**GIVEN DATA**:
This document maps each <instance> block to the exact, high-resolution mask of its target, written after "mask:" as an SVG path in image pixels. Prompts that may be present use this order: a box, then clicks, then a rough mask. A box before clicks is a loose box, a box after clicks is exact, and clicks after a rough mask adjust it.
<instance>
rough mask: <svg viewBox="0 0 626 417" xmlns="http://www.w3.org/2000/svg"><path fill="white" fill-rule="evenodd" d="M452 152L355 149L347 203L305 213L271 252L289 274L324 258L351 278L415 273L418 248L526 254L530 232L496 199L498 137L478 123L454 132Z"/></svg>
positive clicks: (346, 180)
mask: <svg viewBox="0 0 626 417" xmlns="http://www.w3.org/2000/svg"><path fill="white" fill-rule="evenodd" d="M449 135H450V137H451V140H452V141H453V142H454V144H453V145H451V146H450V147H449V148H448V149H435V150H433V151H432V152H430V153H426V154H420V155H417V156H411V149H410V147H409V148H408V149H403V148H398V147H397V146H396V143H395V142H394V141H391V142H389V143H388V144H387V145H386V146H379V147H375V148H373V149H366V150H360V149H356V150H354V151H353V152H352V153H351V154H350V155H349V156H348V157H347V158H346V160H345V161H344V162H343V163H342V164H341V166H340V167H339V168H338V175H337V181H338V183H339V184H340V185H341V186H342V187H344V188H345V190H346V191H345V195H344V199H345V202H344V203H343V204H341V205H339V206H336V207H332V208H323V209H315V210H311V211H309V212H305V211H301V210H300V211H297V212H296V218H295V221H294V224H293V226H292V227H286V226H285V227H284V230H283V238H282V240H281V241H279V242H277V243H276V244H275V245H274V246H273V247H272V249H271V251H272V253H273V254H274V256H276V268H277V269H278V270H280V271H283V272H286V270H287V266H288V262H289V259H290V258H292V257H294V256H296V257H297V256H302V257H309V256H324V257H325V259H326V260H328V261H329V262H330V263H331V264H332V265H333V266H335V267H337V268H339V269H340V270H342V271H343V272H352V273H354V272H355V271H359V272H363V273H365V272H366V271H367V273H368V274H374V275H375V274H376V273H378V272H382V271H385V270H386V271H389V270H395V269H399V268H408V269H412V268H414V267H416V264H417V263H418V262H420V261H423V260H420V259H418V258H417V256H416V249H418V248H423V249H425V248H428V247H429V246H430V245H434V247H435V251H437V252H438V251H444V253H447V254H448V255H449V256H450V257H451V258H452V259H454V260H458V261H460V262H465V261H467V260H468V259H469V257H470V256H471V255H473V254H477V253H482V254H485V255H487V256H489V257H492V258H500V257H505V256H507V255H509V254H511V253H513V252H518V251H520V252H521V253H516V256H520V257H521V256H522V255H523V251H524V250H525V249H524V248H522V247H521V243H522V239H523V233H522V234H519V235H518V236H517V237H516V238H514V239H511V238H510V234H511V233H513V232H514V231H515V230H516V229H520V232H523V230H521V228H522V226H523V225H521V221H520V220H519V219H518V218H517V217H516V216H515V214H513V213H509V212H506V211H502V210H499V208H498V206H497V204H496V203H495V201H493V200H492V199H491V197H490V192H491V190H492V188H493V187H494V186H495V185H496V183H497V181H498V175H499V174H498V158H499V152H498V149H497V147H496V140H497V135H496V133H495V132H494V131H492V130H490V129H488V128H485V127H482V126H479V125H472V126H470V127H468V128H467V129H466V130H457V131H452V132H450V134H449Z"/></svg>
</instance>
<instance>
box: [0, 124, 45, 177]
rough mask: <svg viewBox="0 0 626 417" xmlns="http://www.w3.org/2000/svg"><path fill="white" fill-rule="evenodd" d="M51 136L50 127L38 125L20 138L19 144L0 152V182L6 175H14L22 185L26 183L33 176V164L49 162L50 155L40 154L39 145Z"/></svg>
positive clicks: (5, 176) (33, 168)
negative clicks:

**TASK TO CARRY OUT**: Output the whole listing exactly.

**COMPLETED TASK**:
This document maps each <instance> block to the exact, high-resolution mask of its target, written after "mask:" as an SVG path in image pixels. Prompts that may be present use this order: a box, then clicks, then a rough mask. A box before clicks is a loose box, a box after clicks is exact, and clicks after a rough mask adjust it.
<instance>
rough mask: <svg viewBox="0 0 626 417" xmlns="http://www.w3.org/2000/svg"><path fill="white" fill-rule="evenodd" d="M452 152L355 149L347 203L305 213L271 252L289 274L324 258L351 278L415 273L418 248L526 254L530 232L496 199L498 137L478 123L454 132Z"/></svg>
positive clicks: (346, 180)
mask: <svg viewBox="0 0 626 417" xmlns="http://www.w3.org/2000/svg"><path fill="white" fill-rule="evenodd" d="M449 135H450V137H451V140H452V141H453V142H454V144H453V145H451V146H450V147H449V148H448V149H435V150H433V151H432V152H430V153H426V154H420V155H417V156H411V149H410V147H409V148H408V149H403V148H398V147H397V146H396V143H395V142H394V141H391V142H389V143H388V144H387V145H386V146H379V147H375V148H373V149H366V150H360V149H356V150H354V151H353V152H352V153H351V154H350V155H349V156H348V157H347V158H346V160H345V161H344V162H343V163H342V164H341V166H340V167H339V168H338V175H337V181H338V183H339V184H340V185H341V186H342V187H344V188H345V190H346V191H345V195H344V199H345V202H344V203H343V204H341V205H339V206H336V207H332V208H323V209H315V210H311V211H309V212H305V211H301V210H300V211H297V212H296V218H295V221H294V224H293V226H292V227H286V226H285V227H284V230H283V238H282V240H281V241H279V242H277V243H276V244H275V245H274V246H273V247H272V249H271V251H272V253H273V254H274V256H276V268H277V269H278V270H280V271H283V272H286V270H287V266H288V262H289V259H290V258H292V257H294V256H296V257H297V256H302V257H309V256H324V257H325V259H326V260H328V261H329V262H330V263H331V264H332V265H333V266H335V267H337V268H339V269H340V270H342V271H343V272H352V273H354V272H355V271H359V272H363V273H365V272H366V271H367V273H368V274H374V275H375V274H376V273H378V272H382V271H385V270H386V271H389V270H395V269H399V268H408V269H412V268H414V267H416V264H417V263H418V262H420V261H423V260H420V259H418V258H417V256H416V249H418V248H423V249H425V248H428V247H429V246H430V245H434V247H435V251H437V252H438V251H444V253H447V254H448V255H449V256H450V257H451V258H452V259H454V260H458V261H460V262H465V261H467V260H468V259H469V257H470V256H471V255H473V254H477V253H482V254H485V255H487V256H489V257H492V258H500V257H505V256H507V255H509V254H511V253H513V252H518V251H520V252H521V253H516V256H520V257H521V256H522V255H523V251H524V250H525V249H524V248H522V247H521V243H522V239H523V233H522V234H519V235H518V236H517V237H516V238H514V239H511V238H510V234H511V233H513V232H514V231H515V230H516V229H520V232H523V230H521V228H522V226H523V225H521V221H520V220H519V219H518V218H517V217H516V216H515V214H513V213H509V212H506V211H502V210H499V208H498V206H497V204H496V203H495V201H493V200H492V199H491V197H490V192H491V190H492V188H493V187H494V186H495V185H496V183H497V181H498V175H499V174H498V158H499V152H498V149H497V147H496V140H497V135H496V133H495V132H494V131H492V130H490V129H488V128H485V127H482V126H479V125H472V126H470V127H468V128H467V129H466V130H457V131H452V132H450V134H449Z"/></svg>
</instance>
<instance>
box: [0, 124, 45, 177]
rough mask: <svg viewBox="0 0 626 417" xmlns="http://www.w3.org/2000/svg"><path fill="white" fill-rule="evenodd" d="M51 136L50 127L38 125L20 138L19 144L0 152V182L6 175H14L22 185L26 183L33 176V164L49 162L50 155L40 154L39 145Z"/></svg>
positive clicks: (5, 176) (33, 168)
negative clicks:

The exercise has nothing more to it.